Stephen was greatly influenced by two men during his teenage years: Henry Kleber (1816-1897) and Dan Rice. The former was a classically trained musician who immigrated from the German city of Darmstadt and opened a music store in Pittsburgh, and who was among Stephen Foster’s few formal music instructors. The latter was an entertainer –- a clown and blackface singer, making his living in travelling circuses. These two very different musical worlds created a tension for the teenage Foster. Although respectful of the more civilized parlor songs of the day, he and his friends would often sit at a piano, writing and singing minstrel songs through the night. Eventually, Foster would learn to blend the two genres to write some of his best work.

In 1846 Foster moved to Cincinnati, Ohio and became a bookkeeper with his brother's steamship company. While in Cincinnati Foster penned his first hit songs, among them 'Oh! Susanna'. It would prove to be the anthem of the California Gold Rush in 1848/1849. In 1849 he published Foster's Ethiopian Melodies, which included the hit song 'Nelly Was a Lady', made famous by the Christy Minstrels.

Then he returned to Pennsylvania and signed a contract with the Christy Minstrels. It was during this period that Foster would write most of his best-known songs: 'Camptown Races' (1850), 'Nelly Bly' (1850), 'Old Folks at Home' (also known as 'Suwannee River,' 1851), 'My Old Kentucky Home' (1853), 'Old Dog Tray' (1853), 'Hard Times Come Again No More' (1854) and 'Jeannie With the Light Brown Hair' (1854), written for his wife Jane Denny McDowell.




Many of Foster's songs were of the blackface minstrel show tradition popular at the time. Foster sought, in his own words, to 'build up tasteamong refined people by making words suitable to their taste, instead of the trashy and really offensive words which belong to some songs of that order.' He instructed white performers of his songs not to mock slaves but to get their audiences to feel compassion for them.

Although many of his songs held Southern themes, Foster only visited the South once, on a river-boat trip down the Mississippi to New Orleans in 1852 on his honeymoon.

Foster attempted to make a living as a professional songwriter and may be considered a pioneer in this respect, since this field did not yet exist in the modern sense. Consequently, due in part to the poor provisions for music copyright and composer royalties at the time, Foster saw very little of the profits which his works generated for sheet music printers. Multiple publishers often printed their own competing editions of Foster's tunes, paying Foster nothing. For 'Oh, Susanna', he received $100.

Foster moved to New York City in 1860. About a year later, his wife and daughter left him and returned to Pittsburgh. Beginning in 1862 his fortunes would decline, and as they did, so did the quality of his new songs. He began working with George Cooper early in 1863 whose lyrics were often humorous and designed to appeal to musical theater audiences. The Civil War helped ruin the commercial market for newly written music.

Sculpture of Stephen Foster near the entrance of Carnegie Museum of Natural History.

Sculpture of Stephen Foster near the entrance of Carnegie Museum of Natural History.

Stephen Foster died on January 13, 1864, at the age of 37. He had been impoverished while living at the North American Hotel at 30 Bowery on the Lower East Side of Manhattan, possessing exactly 38 cents when he died. His brother Henry described the accident in the New York theater district hotel that led to his death: confined to bed for days by a persistent fever, Stephen tried to call a chambermaid, but collapsed, falling against the washbasin next to his bed and shattering it, which gouged his head. It took three hours to get him to the hospital, and in that era before transfusions and antibiotics, he succumbed after three days. In his worn leather wallet when he died, there was a scrap of paper that simply said 'dear friends and gentle hearts'.

Georgia named Stephen Foster State Park in his honour.

> [Material supplied]
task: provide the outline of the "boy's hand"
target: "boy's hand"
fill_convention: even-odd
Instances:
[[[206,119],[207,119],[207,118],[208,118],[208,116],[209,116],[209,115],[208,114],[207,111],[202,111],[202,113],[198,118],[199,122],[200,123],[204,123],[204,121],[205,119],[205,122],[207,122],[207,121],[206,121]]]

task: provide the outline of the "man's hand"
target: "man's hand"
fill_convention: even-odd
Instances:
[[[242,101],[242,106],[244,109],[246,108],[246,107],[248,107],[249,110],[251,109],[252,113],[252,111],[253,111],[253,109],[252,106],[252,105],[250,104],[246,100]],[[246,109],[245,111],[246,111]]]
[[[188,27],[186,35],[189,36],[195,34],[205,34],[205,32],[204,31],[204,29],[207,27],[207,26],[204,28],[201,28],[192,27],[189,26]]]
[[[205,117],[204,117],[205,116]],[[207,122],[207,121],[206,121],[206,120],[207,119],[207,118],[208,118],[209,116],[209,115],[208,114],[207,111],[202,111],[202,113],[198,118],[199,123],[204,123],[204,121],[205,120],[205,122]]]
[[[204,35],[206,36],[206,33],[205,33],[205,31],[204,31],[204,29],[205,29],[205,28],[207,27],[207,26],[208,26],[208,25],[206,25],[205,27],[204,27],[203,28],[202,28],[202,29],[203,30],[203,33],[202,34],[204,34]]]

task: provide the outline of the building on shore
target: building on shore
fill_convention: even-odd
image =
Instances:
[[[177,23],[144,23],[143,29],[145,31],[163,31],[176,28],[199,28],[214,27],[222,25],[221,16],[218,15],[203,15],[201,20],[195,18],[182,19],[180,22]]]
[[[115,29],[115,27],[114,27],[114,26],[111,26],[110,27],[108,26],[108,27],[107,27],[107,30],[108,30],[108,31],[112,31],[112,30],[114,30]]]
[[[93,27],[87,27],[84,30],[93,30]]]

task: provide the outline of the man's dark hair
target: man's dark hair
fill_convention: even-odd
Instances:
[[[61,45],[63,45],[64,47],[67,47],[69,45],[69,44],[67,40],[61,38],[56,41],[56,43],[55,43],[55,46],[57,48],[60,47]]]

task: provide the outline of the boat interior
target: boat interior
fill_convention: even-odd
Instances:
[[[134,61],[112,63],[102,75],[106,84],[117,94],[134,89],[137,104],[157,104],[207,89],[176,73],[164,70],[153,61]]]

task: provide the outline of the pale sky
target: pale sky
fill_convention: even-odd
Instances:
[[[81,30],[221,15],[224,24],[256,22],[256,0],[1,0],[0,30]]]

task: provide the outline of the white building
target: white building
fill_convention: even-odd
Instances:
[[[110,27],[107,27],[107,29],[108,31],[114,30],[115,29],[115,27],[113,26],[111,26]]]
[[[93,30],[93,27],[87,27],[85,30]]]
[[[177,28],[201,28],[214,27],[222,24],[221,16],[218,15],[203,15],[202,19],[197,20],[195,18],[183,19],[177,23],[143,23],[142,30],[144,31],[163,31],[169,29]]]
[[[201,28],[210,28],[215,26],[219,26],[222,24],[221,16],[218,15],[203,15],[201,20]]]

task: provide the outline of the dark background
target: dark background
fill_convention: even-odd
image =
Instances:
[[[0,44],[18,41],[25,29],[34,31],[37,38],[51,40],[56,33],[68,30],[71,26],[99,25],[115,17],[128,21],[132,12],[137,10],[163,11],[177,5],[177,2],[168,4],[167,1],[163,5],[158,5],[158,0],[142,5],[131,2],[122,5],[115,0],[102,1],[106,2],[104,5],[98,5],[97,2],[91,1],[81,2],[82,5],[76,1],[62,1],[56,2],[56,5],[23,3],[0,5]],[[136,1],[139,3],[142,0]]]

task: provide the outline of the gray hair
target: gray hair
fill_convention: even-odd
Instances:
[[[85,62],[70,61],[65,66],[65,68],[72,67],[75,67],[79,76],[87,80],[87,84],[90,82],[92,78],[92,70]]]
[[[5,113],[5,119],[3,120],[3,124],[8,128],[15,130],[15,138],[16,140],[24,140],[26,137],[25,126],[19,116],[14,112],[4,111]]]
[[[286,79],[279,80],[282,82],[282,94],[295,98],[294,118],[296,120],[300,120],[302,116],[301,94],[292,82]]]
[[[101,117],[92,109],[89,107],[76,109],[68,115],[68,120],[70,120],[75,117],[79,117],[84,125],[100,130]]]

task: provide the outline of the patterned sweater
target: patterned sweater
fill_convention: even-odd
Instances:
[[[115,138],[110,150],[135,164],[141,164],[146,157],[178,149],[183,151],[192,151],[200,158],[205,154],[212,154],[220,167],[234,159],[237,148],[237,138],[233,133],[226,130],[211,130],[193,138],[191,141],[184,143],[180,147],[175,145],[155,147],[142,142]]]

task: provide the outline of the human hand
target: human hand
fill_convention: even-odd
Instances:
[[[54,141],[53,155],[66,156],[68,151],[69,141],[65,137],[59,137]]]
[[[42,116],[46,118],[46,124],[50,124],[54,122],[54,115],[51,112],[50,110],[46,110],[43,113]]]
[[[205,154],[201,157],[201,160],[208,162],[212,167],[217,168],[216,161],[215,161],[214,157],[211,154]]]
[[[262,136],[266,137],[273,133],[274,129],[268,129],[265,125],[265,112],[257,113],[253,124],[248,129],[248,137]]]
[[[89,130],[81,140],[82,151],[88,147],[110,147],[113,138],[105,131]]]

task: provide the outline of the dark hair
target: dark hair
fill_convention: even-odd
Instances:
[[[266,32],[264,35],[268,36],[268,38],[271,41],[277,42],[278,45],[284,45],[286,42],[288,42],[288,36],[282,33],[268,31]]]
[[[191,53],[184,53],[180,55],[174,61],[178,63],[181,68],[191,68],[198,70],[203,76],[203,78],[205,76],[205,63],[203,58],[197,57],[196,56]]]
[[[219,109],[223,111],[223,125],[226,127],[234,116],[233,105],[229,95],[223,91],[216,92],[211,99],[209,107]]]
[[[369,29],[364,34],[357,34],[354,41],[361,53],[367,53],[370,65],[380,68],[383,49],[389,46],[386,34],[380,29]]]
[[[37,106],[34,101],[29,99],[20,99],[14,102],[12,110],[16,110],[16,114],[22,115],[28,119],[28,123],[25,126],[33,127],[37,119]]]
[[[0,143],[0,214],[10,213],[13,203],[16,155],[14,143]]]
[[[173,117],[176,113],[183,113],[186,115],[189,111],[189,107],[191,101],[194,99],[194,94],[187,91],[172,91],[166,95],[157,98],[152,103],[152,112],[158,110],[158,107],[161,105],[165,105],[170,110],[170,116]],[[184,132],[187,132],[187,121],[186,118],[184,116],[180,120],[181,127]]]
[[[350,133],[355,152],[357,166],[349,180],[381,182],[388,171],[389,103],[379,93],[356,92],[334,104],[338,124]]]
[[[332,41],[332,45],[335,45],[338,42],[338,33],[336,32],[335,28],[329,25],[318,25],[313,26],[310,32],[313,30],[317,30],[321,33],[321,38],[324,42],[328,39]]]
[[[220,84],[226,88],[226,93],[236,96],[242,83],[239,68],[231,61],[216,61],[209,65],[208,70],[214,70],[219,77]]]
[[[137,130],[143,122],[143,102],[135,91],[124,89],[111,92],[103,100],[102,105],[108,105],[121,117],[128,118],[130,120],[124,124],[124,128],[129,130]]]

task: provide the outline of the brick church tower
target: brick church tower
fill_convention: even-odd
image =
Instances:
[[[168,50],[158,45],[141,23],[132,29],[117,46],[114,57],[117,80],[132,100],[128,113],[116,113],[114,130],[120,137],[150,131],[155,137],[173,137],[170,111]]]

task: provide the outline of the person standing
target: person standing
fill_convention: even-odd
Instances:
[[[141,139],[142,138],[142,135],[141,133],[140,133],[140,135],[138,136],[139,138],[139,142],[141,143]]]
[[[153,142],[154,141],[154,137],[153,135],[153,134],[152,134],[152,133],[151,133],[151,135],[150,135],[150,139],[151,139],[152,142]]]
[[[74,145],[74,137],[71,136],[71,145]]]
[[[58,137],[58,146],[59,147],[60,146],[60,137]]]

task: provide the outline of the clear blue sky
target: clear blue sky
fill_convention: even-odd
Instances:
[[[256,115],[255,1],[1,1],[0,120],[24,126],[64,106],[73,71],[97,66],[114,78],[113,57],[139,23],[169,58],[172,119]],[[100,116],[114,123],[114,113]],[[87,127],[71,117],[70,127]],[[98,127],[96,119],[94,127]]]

> [The problem] In the passage on Stephen Foster, how much money did Foster have when he died? The items play no part in what follows.

> [Task output] He had exactly 38 cents.